_Given instruction_
Retype exactly the lines that start at the line with "shaped like (128,55)." and end at the final line, both included, and leave out every picture.

_Source material_

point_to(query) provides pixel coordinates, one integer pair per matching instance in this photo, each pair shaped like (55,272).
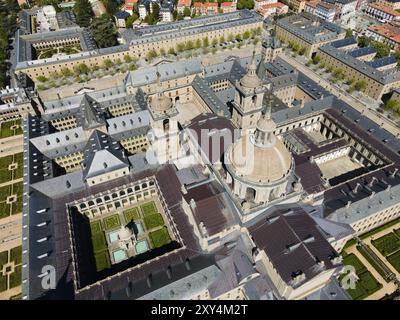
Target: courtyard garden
(387,244)
(389,247)
(112,222)
(10,199)
(11,167)
(49,52)
(160,237)
(366,283)
(10,268)
(100,248)
(10,128)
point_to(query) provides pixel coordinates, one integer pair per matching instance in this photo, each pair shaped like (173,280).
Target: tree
(246,35)
(127,58)
(104,32)
(316,59)
(349,33)
(107,64)
(206,42)
(198,44)
(245,4)
(154,16)
(392,105)
(364,41)
(131,19)
(151,55)
(382,50)
(186,12)
(83,12)
(66,72)
(360,85)
(81,69)
(42,78)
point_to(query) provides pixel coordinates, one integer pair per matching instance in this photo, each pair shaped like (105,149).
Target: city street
(360,106)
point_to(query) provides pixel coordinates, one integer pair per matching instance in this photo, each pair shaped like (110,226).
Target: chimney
(355,190)
(183,189)
(192,204)
(372,194)
(371,183)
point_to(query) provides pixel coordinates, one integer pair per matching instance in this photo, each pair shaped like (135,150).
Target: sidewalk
(387,288)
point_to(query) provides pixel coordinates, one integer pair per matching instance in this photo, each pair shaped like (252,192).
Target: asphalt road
(346,97)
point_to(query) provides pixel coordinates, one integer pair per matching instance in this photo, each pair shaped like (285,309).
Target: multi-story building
(297,5)
(311,6)
(182,4)
(382,13)
(326,11)
(378,82)
(388,34)
(137,42)
(346,9)
(259,3)
(206,8)
(394,4)
(277,8)
(308,31)
(228,6)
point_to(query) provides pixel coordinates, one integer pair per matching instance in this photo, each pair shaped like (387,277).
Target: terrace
(129,232)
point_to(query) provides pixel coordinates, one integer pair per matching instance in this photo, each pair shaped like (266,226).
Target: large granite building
(141,191)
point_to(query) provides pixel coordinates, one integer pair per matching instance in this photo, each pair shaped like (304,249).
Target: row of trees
(84,70)
(382,50)
(8,25)
(205,43)
(338,74)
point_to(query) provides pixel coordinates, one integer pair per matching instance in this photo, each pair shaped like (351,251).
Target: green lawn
(6,131)
(352,260)
(387,244)
(367,284)
(15,277)
(3,283)
(3,259)
(99,242)
(4,210)
(95,226)
(131,214)
(16,255)
(152,221)
(394,260)
(102,261)
(159,237)
(378,229)
(5,192)
(111,222)
(149,208)
(372,262)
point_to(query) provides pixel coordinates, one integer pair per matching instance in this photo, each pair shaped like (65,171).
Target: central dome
(250,79)
(161,103)
(260,157)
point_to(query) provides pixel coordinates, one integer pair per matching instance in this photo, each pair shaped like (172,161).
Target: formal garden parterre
(149,227)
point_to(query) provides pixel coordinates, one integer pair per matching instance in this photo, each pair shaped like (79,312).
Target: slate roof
(294,244)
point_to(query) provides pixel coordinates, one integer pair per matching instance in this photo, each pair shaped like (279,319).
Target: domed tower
(164,138)
(259,166)
(249,95)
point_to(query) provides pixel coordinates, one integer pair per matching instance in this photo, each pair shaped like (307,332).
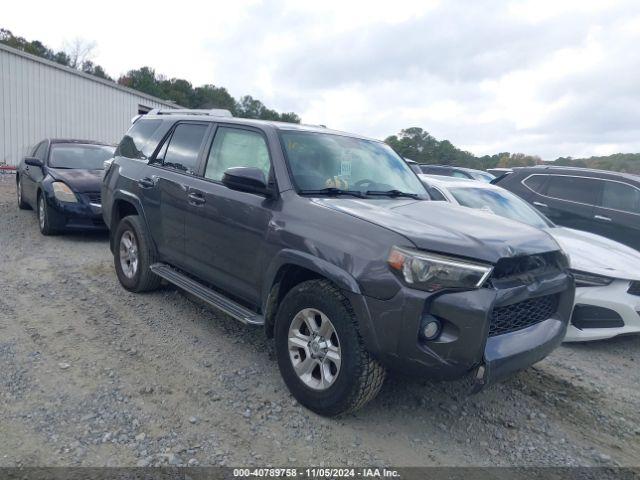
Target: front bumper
(390,330)
(615,300)
(82,215)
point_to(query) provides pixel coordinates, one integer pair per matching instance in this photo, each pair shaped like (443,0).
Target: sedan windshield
(328,164)
(501,203)
(73,155)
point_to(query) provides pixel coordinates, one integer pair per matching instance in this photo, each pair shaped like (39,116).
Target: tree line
(414,143)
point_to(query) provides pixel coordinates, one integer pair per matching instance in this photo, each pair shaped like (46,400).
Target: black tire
(360,376)
(45,217)
(22,205)
(142,279)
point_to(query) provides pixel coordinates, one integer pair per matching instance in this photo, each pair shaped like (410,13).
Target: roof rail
(213,112)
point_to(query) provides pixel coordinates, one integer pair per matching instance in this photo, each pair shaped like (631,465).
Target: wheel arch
(290,268)
(123,206)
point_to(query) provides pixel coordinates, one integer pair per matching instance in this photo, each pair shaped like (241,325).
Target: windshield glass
(320,160)
(73,155)
(501,203)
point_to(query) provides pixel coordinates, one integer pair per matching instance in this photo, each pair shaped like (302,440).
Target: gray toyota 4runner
(329,241)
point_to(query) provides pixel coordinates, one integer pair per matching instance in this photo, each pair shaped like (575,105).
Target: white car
(607,273)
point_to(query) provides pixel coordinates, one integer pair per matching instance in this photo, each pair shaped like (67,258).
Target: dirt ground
(93,375)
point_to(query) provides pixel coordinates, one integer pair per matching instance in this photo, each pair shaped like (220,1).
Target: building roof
(87,76)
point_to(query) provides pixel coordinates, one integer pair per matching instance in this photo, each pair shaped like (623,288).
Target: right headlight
(63,192)
(432,272)
(584,279)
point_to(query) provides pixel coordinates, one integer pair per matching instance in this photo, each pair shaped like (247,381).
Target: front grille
(522,315)
(94,197)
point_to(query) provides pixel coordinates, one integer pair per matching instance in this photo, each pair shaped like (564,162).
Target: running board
(207,295)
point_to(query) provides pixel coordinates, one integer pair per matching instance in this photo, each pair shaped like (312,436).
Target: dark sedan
(61,180)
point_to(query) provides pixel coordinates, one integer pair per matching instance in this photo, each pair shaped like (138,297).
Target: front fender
(331,272)
(132,199)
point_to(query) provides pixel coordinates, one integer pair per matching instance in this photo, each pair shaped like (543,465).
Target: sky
(547,78)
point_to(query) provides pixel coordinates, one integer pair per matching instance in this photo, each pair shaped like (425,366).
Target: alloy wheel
(314,349)
(128,254)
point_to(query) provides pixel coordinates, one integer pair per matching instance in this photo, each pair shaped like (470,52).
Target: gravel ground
(93,375)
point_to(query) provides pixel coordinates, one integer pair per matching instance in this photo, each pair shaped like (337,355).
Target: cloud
(545,77)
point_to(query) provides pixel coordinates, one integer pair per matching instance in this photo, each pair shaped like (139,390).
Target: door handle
(146,182)
(196,198)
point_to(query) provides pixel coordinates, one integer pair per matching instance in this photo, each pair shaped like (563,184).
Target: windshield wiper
(332,191)
(392,193)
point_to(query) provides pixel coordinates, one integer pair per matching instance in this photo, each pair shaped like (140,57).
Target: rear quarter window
(136,142)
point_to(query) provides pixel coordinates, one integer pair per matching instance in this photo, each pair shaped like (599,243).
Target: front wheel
(45,220)
(133,256)
(320,353)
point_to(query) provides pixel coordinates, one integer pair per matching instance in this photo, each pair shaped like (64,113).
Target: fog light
(430,328)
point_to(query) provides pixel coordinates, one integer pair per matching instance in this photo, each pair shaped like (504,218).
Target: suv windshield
(73,155)
(504,204)
(333,164)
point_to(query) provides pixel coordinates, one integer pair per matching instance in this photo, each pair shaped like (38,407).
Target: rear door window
(621,196)
(180,152)
(575,189)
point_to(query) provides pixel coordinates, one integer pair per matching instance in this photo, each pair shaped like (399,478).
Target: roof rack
(213,112)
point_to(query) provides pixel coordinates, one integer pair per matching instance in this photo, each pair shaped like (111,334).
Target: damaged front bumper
(469,342)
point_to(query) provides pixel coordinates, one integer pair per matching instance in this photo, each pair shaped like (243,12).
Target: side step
(207,295)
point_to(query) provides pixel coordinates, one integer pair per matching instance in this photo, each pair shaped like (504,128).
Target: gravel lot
(93,375)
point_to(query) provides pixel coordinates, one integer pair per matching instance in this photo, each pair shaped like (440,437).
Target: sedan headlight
(584,279)
(63,192)
(432,272)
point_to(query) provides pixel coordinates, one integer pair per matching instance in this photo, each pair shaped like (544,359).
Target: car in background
(61,180)
(607,273)
(458,172)
(597,201)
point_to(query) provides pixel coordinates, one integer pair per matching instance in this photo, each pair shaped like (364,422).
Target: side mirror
(246,179)
(33,162)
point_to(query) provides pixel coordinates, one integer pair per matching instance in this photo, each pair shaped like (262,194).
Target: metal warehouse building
(40,99)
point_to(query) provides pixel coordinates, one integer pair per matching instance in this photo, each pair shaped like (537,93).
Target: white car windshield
(501,203)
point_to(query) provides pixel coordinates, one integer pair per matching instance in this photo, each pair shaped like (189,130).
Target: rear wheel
(133,256)
(320,353)
(22,205)
(45,217)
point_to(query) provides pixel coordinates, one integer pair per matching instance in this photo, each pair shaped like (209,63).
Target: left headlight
(584,279)
(432,272)
(63,192)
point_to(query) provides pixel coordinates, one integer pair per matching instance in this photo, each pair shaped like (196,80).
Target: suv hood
(79,180)
(446,228)
(592,253)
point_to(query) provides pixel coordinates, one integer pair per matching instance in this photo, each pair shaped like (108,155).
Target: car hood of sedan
(593,253)
(449,229)
(79,180)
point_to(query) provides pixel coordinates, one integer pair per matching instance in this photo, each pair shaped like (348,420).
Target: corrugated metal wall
(40,99)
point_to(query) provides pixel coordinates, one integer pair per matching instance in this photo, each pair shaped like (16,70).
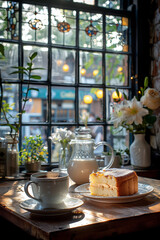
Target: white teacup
(49,190)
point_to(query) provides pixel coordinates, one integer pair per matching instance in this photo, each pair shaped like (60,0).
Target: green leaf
(17,72)
(35,77)
(20,68)
(38,69)
(33,56)
(125,96)
(117,91)
(2,49)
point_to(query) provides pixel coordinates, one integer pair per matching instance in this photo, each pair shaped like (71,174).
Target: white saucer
(143,190)
(35,207)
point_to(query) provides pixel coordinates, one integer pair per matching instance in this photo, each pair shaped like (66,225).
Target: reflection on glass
(41,61)
(10,60)
(90,67)
(117,33)
(63,107)
(91,104)
(109,3)
(36,107)
(63,26)
(63,66)
(116,69)
(34,23)
(55,148)
(10,96)
(112,99)
(118,138)
(90,41)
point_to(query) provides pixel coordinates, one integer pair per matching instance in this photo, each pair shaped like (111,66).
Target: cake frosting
(114,182)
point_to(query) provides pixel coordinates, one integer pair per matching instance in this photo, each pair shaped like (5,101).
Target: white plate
(35,207)
(143,190)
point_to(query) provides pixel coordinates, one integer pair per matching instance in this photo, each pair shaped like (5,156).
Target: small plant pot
(33,167)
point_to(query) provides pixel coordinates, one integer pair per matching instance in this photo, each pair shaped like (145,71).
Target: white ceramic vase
(140,152)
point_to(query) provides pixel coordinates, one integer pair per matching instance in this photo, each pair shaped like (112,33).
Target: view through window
(84,54)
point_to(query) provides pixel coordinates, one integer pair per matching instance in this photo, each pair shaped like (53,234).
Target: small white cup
(50,192)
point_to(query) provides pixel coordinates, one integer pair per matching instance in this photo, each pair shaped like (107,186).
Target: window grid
(77,83)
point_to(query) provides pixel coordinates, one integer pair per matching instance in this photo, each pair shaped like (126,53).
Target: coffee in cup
(49,188)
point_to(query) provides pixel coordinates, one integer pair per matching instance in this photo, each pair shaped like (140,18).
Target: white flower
(151,98)
(134,112)
(61,135)
(117,116)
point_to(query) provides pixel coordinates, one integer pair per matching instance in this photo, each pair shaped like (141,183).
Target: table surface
(93,220)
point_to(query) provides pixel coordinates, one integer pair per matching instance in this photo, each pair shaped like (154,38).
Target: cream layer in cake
(113,182)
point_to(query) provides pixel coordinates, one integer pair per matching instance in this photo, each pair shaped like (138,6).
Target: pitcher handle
(112,151)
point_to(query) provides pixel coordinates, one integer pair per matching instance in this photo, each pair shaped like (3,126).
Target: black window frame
(78,7)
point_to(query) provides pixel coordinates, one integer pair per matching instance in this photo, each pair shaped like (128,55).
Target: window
(85,52)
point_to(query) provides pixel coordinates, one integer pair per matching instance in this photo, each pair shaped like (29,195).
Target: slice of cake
(113,182)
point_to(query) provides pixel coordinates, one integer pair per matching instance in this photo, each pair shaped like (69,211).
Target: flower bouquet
(62,136)
(137,116)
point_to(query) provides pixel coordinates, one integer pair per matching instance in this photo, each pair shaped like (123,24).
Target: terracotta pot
(33,166)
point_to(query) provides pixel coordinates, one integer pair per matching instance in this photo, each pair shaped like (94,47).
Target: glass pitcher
(83,162)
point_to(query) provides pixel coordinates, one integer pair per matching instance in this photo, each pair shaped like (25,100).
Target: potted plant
(33,153)
(14,121)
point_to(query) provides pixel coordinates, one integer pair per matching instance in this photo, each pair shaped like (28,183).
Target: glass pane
(63,26)
(91,28)
(10,60)
(90,68)
(34,23)
(112,99)
(116,69)
(41,61)
(118,139)
(90,2)
(115,4)
(10,96)
(9,20)
(63,66)
(117,33)
(63,104)
(92,103)
(56,147)
(36,107)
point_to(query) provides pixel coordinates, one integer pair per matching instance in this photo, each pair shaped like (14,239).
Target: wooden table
(94,221)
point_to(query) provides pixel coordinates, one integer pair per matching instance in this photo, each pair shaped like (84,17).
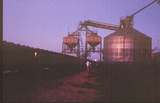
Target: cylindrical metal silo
(132,47)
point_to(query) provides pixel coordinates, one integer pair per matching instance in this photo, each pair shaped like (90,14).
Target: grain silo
(131,47)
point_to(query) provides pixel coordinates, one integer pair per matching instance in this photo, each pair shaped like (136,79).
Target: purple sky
(43,23)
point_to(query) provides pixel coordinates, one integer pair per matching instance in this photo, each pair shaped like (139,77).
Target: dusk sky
(44,23)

_Finished task_
point_to(query) provides pixel coordinates, one integer pair per matching instance in this photo, each pair shaped like (128,55).
Target: window
(85,52)
point_to(query) provides pixel coordinates, one integer pair per matching instance in this photo, each pair shaped like (29,195).
Target: slice of cake
(113,182)
point_to(query) provides pixel coordinates, one integer pair per matching instance in this photo, each pair shaped like (69,211).
Target: flower bouquet
(62,136)
(137,116)
point_to(query) provides pixel coordinates, one integer pair per matching instance in this photo, each pair shaped like (123,24).
Target: terracotta pot
(33,166)
point_to(query) provides pixel coordinates, one integer pair per matching instance in this photo, each pair shaped like (94,47).
Target: glass pitcher
(83,162)
point_to(query) provides pixel coordinates, one integer pair per matching instance in this photo, each pair shaped like (25,100).
Target: potted plant
(33,153)
(14,121)
point_to(query) provides pixel coordinates, one integer pair per matching instance in this photo, each pair shaped like (28,183).
Target: glass pane
(63,26)
(91,28)
(10,60)
(90,68)
(34,23)
(112,99)
(116,69)
(41,61)
(118,139)
(90,2)
(115,4)
(10,96)
(9,20)
(63,66)
(117,33)
(63,104)
(92,103)
(56,147)
(36,107)
point_to(query) provides pixel coordinates, one integer pair per matching instance in this photo, each pair shaped like (14,239).
Target: wooden table
(94,221)
point_to(query) provides pixel coordinates, one integer pair per matching instance in this photo, each pair shaped like (84,17).
Target: cylindrical metal silo
(132,47)
point_to(query) provides pixel coordinates, one integer pair per matching instance in this photo, each pair shaped like (90,14).
Target: grain silo
(131,47)
point_to(query) provides pixel coordinates, one integer pair per matching instance in this photo, each pair shaped like (136,79).
Target: purple sky
(43,23)
point_to(query) provides pixel coordinates, one integer pair per matching instance in this photo, each pair shaped like (139,77).
Target: dusk sky
(44,23)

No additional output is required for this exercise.